* Start *
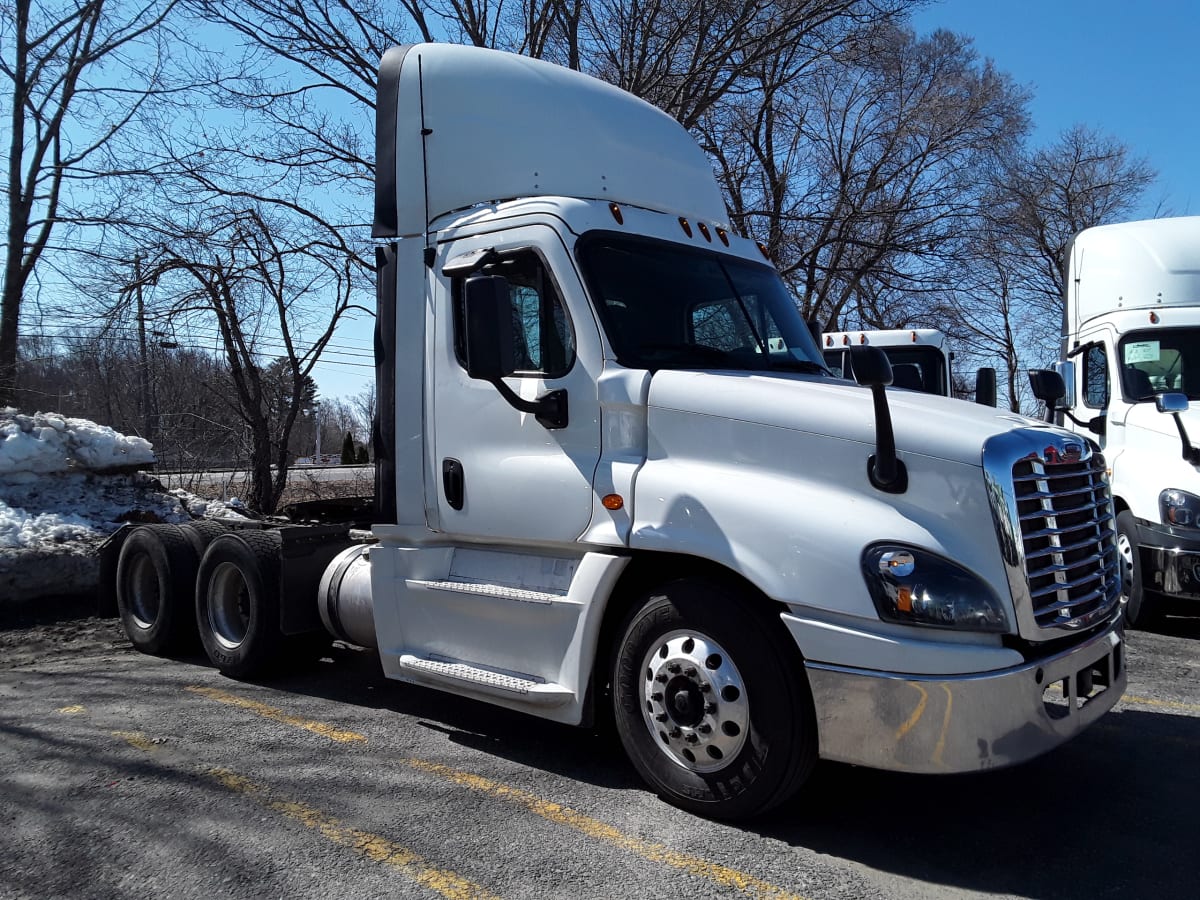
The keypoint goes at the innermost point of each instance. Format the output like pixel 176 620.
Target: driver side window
pixel 1096 378
pixel 543 342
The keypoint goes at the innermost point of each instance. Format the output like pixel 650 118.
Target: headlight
pixel 915 587
pixel 1179 508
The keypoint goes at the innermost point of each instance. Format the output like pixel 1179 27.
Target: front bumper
pixel 1170 562
pixel 943 724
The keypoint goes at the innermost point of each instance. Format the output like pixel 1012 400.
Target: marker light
pixel 1179 508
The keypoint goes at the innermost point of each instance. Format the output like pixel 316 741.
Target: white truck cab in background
pixel 618 481
pixel 1132 372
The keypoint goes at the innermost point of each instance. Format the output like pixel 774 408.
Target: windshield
pixel 1161 361
pixel 666 306
pixel 918 367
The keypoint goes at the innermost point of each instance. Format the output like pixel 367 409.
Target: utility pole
pixel 144 369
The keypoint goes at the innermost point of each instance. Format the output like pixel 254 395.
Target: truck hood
pixel 1146 415
pixel 934 426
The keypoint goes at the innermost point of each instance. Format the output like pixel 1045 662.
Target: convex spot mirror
pixel 1171 402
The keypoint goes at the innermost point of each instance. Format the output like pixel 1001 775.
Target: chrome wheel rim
pixel 694 701
pixel 228 606
pixel 1125 547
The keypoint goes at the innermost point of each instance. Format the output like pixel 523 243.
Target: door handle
pixel 453 483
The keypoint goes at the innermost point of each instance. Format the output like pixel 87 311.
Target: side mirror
pixel 1171 403
pixel 1174 405
pixel 1067 370
pixel 886 471
pixel 490 358
pixel 985 387
pixel 870 366
pixel 1048 387
pixel 489 321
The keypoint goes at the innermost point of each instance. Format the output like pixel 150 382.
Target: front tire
pixel 709 701
pixel 1140 609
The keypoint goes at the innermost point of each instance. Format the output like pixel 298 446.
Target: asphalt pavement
pixel 124 775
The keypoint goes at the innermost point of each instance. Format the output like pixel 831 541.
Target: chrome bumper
pixel 933 724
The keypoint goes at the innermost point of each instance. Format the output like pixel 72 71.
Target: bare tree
pixel 252 275
pixel 73 85
pixel 1043 198
pixel 862 178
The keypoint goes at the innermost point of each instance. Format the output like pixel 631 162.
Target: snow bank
pixel 45 443
pixel 65 485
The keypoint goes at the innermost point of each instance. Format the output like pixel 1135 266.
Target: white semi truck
pixel 617 480
pixel 1131 367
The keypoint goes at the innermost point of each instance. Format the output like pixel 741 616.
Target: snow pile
pixel 60 498
pixel 46 443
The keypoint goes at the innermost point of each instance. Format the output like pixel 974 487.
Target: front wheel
pixel 711 703
pixel 1140 609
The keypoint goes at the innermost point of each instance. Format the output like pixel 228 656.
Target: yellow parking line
pixel 720 875
pixel 372 846
pixel 327 731
pixel 1162 703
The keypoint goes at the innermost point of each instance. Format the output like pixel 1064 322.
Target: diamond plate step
pixel 499 591
pixel 443 672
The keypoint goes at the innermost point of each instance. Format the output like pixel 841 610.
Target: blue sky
pixel 1128 67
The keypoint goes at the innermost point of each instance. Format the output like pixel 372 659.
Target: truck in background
pixel 1131 370
pixel 616 480
pixel 921 360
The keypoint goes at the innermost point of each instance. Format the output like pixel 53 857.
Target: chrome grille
pixel 1068 538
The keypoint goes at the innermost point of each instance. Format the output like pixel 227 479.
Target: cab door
pixel 498 473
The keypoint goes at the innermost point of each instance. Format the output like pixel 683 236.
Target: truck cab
pixel 618 483
pixel 1132 370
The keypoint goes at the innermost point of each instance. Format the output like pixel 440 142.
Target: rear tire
pixel 238 603
pixel 709 703
pixel 155 585
pixel 1141 609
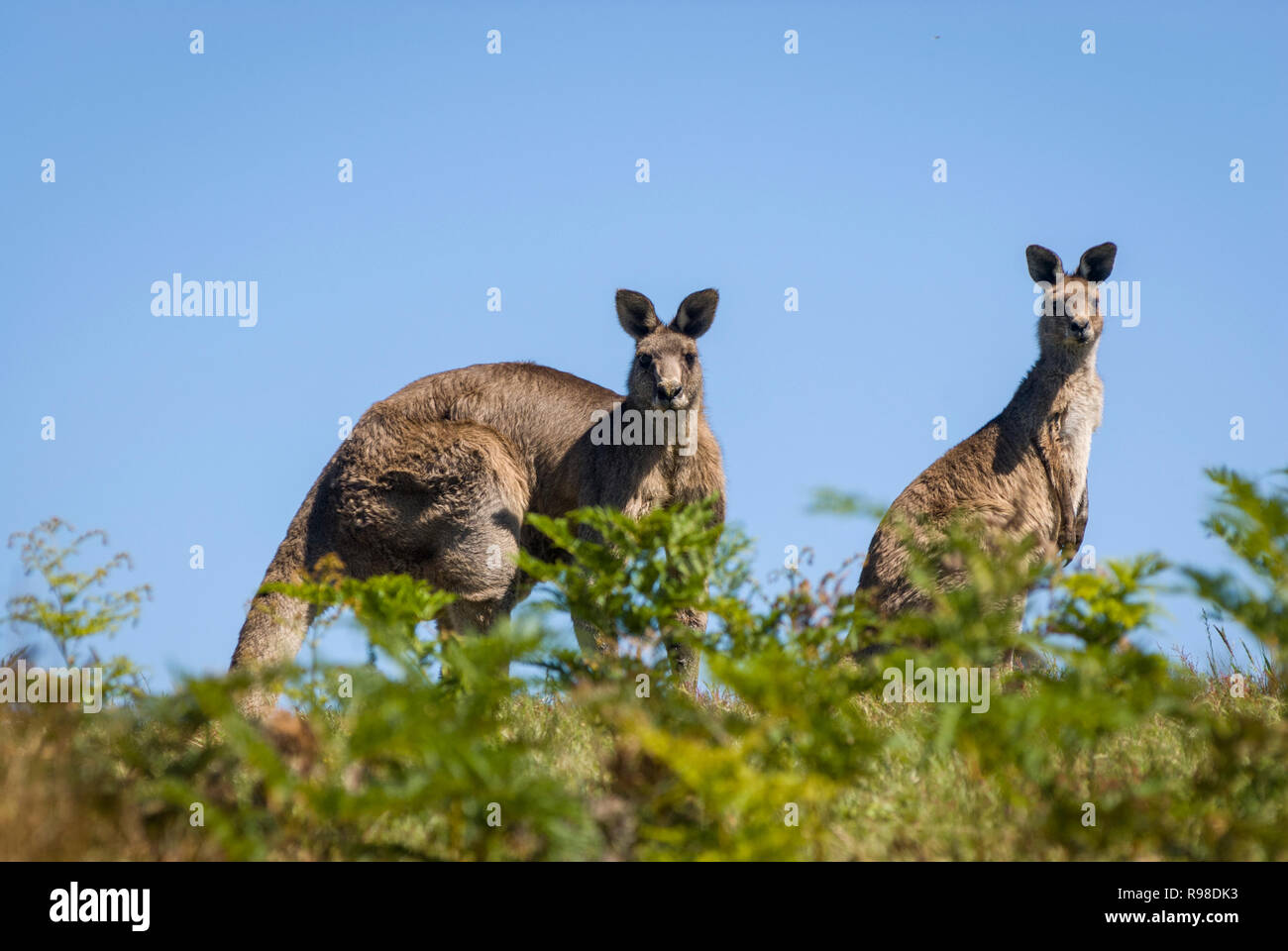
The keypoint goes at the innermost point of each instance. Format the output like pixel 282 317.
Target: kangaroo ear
pixel 1044 264
pixel 697 312
pixel 1098 262
pixel 635 313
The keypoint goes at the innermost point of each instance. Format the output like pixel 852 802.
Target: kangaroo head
pixel 665 371
pixel 1070 320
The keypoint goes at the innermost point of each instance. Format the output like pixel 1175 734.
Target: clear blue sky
pixel 518 171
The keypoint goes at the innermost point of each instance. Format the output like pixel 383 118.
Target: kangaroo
pixel 1024 474
pixel 436 480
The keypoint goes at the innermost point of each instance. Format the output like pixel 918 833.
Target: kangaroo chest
pixel 1077 423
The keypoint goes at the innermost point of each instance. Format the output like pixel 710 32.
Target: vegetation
pixel 434 750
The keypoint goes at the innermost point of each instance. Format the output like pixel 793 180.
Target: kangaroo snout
pixel 668 390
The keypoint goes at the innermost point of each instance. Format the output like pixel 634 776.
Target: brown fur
pixel 1024 474
pixel 437 479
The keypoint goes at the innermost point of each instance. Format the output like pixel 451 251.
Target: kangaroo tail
pixel 275 624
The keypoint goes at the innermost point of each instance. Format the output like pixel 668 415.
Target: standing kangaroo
pixel 1024 474
pixel 436 480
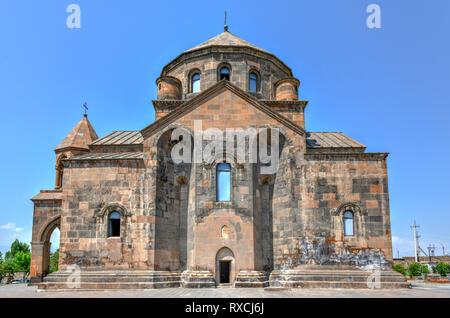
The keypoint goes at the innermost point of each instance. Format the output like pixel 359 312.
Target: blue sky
pixel 387 88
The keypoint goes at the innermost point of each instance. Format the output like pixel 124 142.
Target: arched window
pixel 195 83
pixel 348 223
pixel 114 224
pixel 253 82
pixel 223 182
pixel 224 73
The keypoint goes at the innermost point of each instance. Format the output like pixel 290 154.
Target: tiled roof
pixel 50 195
pixel 109 156
pixel 225 39
pixel 127 137
pixel 313 139
pixel 79 137
pixel 331 140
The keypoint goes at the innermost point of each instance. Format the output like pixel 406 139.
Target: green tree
pixel 18 246
pixel 425 269
pixel 415 269
pixel 22 261
pixel 54 258
pixel 400 268
pixel 9 268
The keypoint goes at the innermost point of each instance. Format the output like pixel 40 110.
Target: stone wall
pixel 325 187
pixel 92 190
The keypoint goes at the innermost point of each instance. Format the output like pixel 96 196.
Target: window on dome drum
pixel 195 83
pixel 348 223
pixel 223 182
pixel 253 82
pixel 225 73
pixel 114 224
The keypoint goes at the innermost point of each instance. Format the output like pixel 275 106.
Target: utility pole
pixel 416 241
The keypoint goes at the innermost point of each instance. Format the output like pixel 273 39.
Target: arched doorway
pixel 41 250
pixel 46 239
pixel 225 266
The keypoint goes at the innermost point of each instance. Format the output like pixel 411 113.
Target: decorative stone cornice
pixel 210 92
pixel 226 49
pixel 349 206
pixel 346 155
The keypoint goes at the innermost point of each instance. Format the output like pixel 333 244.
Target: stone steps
pixel 337 279
pixel 308 278
pixel 111 280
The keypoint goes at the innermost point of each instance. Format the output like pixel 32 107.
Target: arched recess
pixel 59 171
pixel 103 215
pixel 269 188
pixel 41 250
pixel 172 180
pixel 358 221
pixel 225 266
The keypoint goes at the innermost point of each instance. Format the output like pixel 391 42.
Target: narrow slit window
pixel 114 224
pixel 223 182
pixel 225 73
pixel 348 223
pixel 196 83
pixel 253 82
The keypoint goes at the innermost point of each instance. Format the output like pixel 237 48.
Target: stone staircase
pixel 303 278
pixel 99 280
pixel 332 278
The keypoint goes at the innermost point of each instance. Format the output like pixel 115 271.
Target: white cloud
pixel 9 232
pixel 12 227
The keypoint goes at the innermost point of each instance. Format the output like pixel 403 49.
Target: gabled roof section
pixel 198 100
pixel 225 39
pixel 332 141
pixel 127 137
pixel 79 138
pixel 109 156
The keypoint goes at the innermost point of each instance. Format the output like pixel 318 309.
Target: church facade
pixel 131 215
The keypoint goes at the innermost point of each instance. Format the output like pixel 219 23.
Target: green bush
pixel 400 268
pixel 415 269
pixel 442 268
pixel 54 257
pixel 425 269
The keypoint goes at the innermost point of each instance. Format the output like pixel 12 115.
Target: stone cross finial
pixel 225 28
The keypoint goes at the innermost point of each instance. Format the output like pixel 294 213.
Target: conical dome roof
pixel 225 39
pixel 79 138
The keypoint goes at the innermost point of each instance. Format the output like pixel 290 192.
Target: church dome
pixel 225 39
pixel 226 55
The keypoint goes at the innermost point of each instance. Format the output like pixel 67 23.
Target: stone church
pixel 130 216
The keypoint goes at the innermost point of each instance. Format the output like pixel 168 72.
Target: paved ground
pixel 419 289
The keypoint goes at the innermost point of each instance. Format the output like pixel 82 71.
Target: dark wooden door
pixel 224 272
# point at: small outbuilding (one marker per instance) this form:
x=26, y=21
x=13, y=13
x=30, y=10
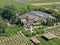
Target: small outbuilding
x=35, y=40
x=49, y=35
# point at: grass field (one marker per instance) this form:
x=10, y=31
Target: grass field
x=53, y=6
x=17, y=39
x=49, y=42
x=42, y=1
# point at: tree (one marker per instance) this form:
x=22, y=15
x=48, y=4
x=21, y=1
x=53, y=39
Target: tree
x=19, y=23
x=48, y=22
x=8, y=12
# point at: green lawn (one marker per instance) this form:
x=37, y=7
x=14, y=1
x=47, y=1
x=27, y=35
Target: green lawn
x=42, y=1
x=49, y=42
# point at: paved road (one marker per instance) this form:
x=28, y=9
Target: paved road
x=37, y=4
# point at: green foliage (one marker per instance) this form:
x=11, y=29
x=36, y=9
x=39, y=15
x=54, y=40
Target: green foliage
x=8, y=12
x=48, y=22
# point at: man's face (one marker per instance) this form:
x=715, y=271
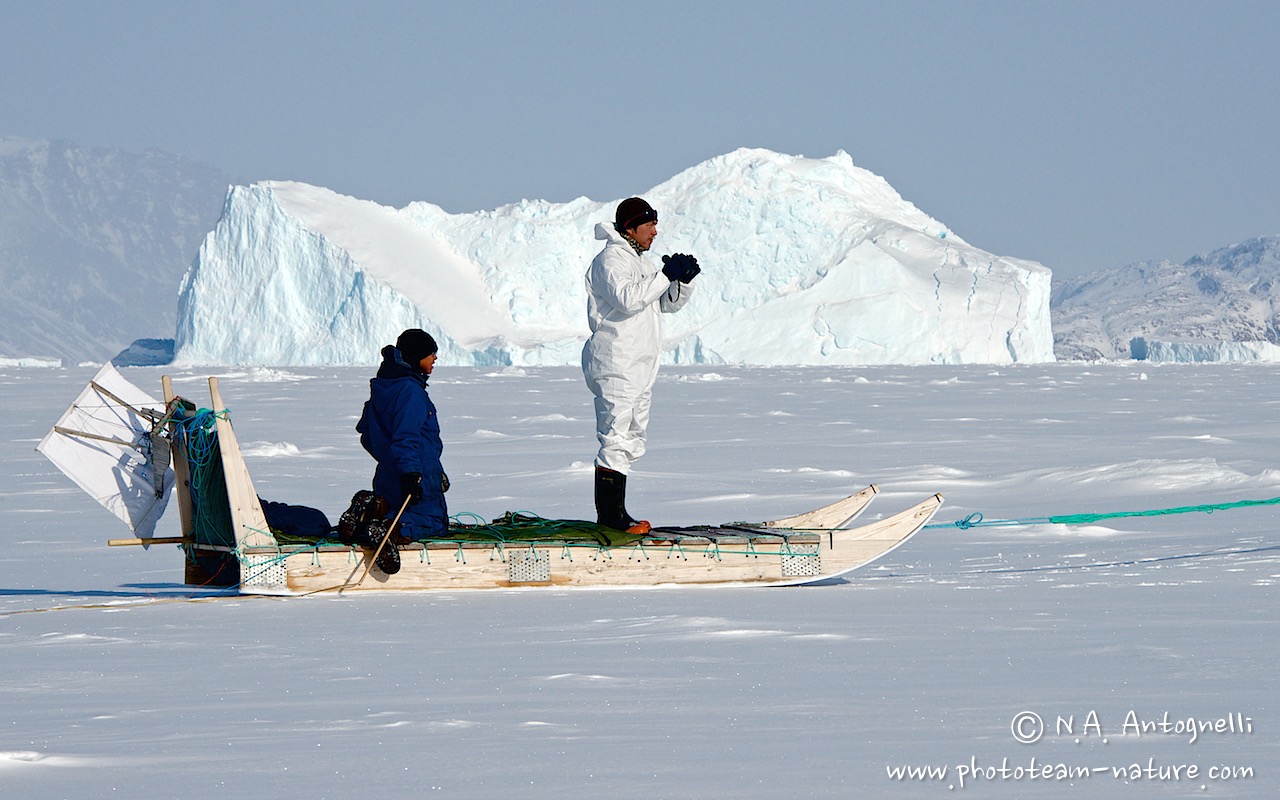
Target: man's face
x=645, y=234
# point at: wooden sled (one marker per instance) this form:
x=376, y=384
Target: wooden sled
x=800, y=549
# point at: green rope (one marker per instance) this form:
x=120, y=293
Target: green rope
x=976, y=519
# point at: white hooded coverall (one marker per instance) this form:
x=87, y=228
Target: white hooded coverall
x=625, y=298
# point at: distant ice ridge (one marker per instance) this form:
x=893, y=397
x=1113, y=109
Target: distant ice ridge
x=805, y=261
x=1200, y=352
x=1217, y=306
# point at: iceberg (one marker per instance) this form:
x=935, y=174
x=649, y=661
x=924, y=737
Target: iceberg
x=805, y=261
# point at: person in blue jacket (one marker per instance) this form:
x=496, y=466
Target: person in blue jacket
x=401, y=430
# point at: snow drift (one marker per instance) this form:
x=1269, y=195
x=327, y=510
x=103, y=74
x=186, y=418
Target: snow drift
x=805, y=261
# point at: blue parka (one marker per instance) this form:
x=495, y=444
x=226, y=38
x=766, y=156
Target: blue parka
x=401, y=432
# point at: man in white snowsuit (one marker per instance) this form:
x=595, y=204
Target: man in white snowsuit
x=625, y=298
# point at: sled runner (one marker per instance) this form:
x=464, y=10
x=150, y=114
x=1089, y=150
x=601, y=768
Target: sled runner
x=117, y=437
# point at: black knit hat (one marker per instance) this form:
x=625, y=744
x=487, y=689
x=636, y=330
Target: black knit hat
x=415, y=344
x=632, y=213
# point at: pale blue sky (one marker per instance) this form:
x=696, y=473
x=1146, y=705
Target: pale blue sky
x=1080, y=135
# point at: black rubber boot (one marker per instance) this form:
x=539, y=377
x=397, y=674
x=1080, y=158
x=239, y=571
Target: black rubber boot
x=611, y=501
x=388, y=558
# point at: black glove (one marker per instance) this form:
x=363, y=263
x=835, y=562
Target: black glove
x=680, y=266
x=411, y=484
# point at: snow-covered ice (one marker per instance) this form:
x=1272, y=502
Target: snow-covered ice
x=120, y=681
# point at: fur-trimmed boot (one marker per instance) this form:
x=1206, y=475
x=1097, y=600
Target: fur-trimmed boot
x=611, y=501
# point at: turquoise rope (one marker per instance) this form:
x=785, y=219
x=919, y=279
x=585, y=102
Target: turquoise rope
x=976, y=519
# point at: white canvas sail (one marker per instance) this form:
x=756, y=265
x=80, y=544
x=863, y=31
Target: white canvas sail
x=104, y=443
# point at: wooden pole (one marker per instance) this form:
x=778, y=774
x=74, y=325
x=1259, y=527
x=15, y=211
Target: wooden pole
x=119, y=543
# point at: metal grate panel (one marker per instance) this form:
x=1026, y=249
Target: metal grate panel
x=264, y=571
x=804, y=561
x=529, y=566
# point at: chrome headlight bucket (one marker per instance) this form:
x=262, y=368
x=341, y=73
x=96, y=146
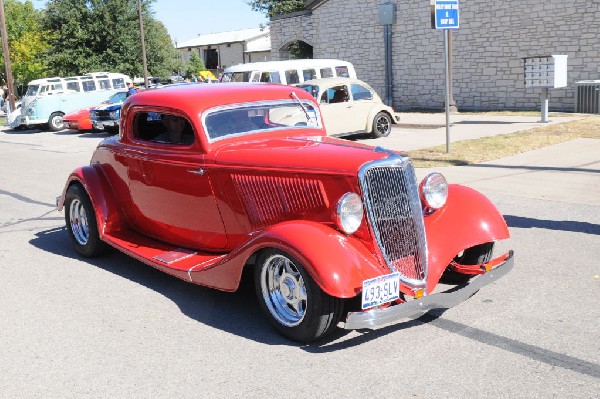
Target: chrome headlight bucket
x=433, y=191
x=349, y=213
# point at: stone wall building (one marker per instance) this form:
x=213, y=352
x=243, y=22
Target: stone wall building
x=488, y=49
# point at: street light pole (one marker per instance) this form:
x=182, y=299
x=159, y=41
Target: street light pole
x=143, y=44
x=9, y=78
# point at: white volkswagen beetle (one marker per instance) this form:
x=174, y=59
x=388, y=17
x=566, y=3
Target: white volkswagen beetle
x=350, y=106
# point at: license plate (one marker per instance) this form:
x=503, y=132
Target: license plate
x=379, y=290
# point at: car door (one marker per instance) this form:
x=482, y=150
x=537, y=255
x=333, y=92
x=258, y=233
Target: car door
x=171, y=191
x=337, y=110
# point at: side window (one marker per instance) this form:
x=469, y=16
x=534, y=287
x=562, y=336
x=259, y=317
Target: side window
x=163, y=128
x=342, y=72
x=104, y=84
x=119, y=83
x=88, y=85
x=360, y=93
x=309, y=74
x=326, y=73
x=338, y=94
x=292, y=76
x=74, y=86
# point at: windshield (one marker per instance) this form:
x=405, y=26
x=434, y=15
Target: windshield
x=117, y=98
x=32, y=90
x=251, y=118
* End *
Exercise details → Please rewrite the rows from the line containing "# point at: distant" through the line containing "x=401, y=430", swapping "iceberg" for "ice floe" and keeping everything else the same.

Answer to the exercise →
# point at: distant ice ridge (one marker per instance) this form:
x=893, y=397
x=1113, y=109
Target: distant ice ridge
x=805, y=261
x=1200, y=352
x=1217, y=306
# point at: ice floe (one marker per instance) this form:
x=935, y=174
x=649, y=661
x=924, y=737
Target: ice floe
x=805, y=261
# point at: person in blue jacket (one marker per instance) this form:
x=496, y=466
Target: person in blue jacket
x=401, y=430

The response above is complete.